— Start of Entries —
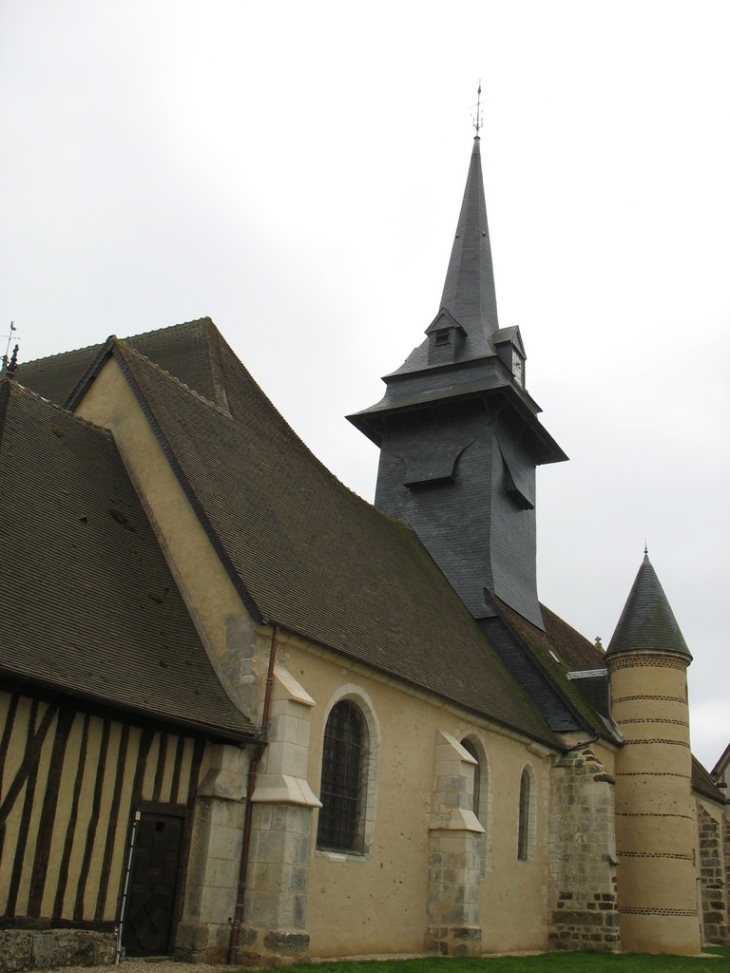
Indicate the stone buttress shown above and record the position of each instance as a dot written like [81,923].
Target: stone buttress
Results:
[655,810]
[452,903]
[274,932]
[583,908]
— End of Entries —
— Start of Entries —
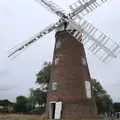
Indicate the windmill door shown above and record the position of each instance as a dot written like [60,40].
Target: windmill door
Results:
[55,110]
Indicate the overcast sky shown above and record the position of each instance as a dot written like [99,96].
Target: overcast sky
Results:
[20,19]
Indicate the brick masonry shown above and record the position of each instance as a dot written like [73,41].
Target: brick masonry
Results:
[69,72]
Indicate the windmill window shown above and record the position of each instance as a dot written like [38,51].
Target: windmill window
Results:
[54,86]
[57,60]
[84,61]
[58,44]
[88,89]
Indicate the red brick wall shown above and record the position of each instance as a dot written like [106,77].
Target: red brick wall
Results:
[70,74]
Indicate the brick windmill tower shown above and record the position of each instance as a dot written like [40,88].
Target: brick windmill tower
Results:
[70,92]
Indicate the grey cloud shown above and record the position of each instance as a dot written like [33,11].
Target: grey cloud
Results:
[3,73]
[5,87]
— End of Entries —
— Start of Entries —
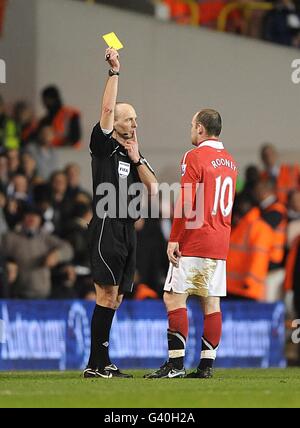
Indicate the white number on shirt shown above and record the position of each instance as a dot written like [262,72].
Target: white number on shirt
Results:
— End of Entries —
* **Set exercise**
Identify every row above that contains the string "number", treating case as significant, and copy each such row in full.

* **Answer to this exercise**
Indicate the white number on shirt shown above and record the position of each instance as a dot written like [262,72].
Target: white number on shirt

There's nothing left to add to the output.